> _TO DO_
Put the lines below, from the one containing "point_to(query) identifies every instance of the stove" through the end, inclusive, into a two-column CSV with the headers instruction and answer. Give one row for each line with its text under instruction and the answer that follows it under answer, with every field in double quotes and any line breaks turned into spaces.

> _THE DATA_
• • • •
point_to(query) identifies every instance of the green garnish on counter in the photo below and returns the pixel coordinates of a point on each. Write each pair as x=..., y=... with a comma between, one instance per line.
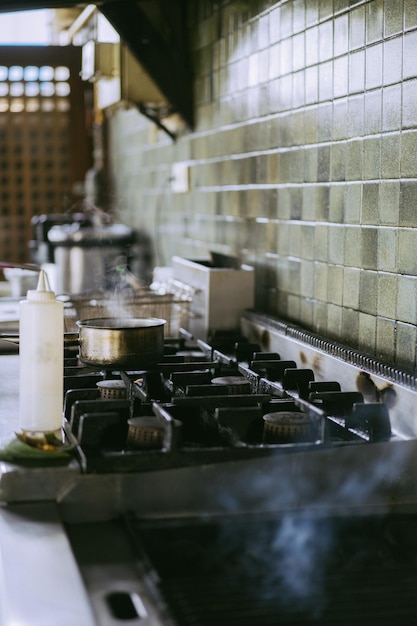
x=39, y=451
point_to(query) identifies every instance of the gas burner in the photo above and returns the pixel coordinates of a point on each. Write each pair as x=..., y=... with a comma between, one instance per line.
x=223, y=400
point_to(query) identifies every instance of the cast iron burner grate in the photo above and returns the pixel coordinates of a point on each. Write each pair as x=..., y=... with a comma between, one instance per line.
x=293, y=571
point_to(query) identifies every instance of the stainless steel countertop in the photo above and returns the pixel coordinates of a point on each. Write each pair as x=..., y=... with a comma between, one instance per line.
x=40, y=583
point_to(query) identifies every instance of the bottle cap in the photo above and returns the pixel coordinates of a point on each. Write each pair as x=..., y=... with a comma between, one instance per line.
x=43, y=292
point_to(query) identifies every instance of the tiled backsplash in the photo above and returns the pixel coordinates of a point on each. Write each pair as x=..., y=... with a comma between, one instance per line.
x=303, y=161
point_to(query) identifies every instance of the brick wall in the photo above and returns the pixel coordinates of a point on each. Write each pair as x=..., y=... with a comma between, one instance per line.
x=302, y=162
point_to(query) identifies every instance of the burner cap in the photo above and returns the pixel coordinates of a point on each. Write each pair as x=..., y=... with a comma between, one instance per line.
x=289, y=427
x=234, y=384
x=112, y=389
x=145, y=432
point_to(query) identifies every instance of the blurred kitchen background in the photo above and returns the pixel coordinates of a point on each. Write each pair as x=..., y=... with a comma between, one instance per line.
x=281, y=133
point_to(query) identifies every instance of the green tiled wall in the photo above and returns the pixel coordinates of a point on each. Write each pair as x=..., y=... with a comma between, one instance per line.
x=302, y=162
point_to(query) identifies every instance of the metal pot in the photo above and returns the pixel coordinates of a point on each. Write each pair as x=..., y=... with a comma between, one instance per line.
x=125, y=343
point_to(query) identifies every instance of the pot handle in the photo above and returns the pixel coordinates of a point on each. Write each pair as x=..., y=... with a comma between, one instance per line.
x=70, y=339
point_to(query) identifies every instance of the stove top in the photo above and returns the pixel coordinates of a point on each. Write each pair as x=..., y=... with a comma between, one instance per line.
x=222, y=400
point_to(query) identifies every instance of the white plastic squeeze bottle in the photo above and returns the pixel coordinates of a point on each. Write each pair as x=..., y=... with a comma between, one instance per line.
x=41, y=359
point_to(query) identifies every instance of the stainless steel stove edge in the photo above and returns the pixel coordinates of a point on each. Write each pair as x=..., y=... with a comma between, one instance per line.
x=330, y=360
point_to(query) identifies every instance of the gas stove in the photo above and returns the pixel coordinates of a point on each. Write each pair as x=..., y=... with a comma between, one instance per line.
x=225, y=399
• • • •
> _FINISHED EXERCISE_
instruction,answer
"point_to(query) identifies every instance of the stove top in the photo above and returns the pixel coordinates of a point on each. Write each pair as x=..., y=... with a comma between, one instance per line.","x=222, y=400"
"point_to(query) identifies every instance of the white plastic squeeze bottle in the photo above and returns the pixel coordinates of a point on each. Write each pair as x=..., y=... with a comma between, one instance per line.","x=41, y=359"
"point_to(query) identifies every instance of the stainless steel stove edge in the photo above and returns the pixel coordinates of a point on each. Write each pair as x=..., y=... with a comma between, one instance per line.","x=330, y=360"
"point_to(query) identifies every instance of the gas stove in the photo above and returns the pixel coordinates of a point on each. Write each pair as x=..., y=... with a comma between, one instance per line.","x=225, y=399"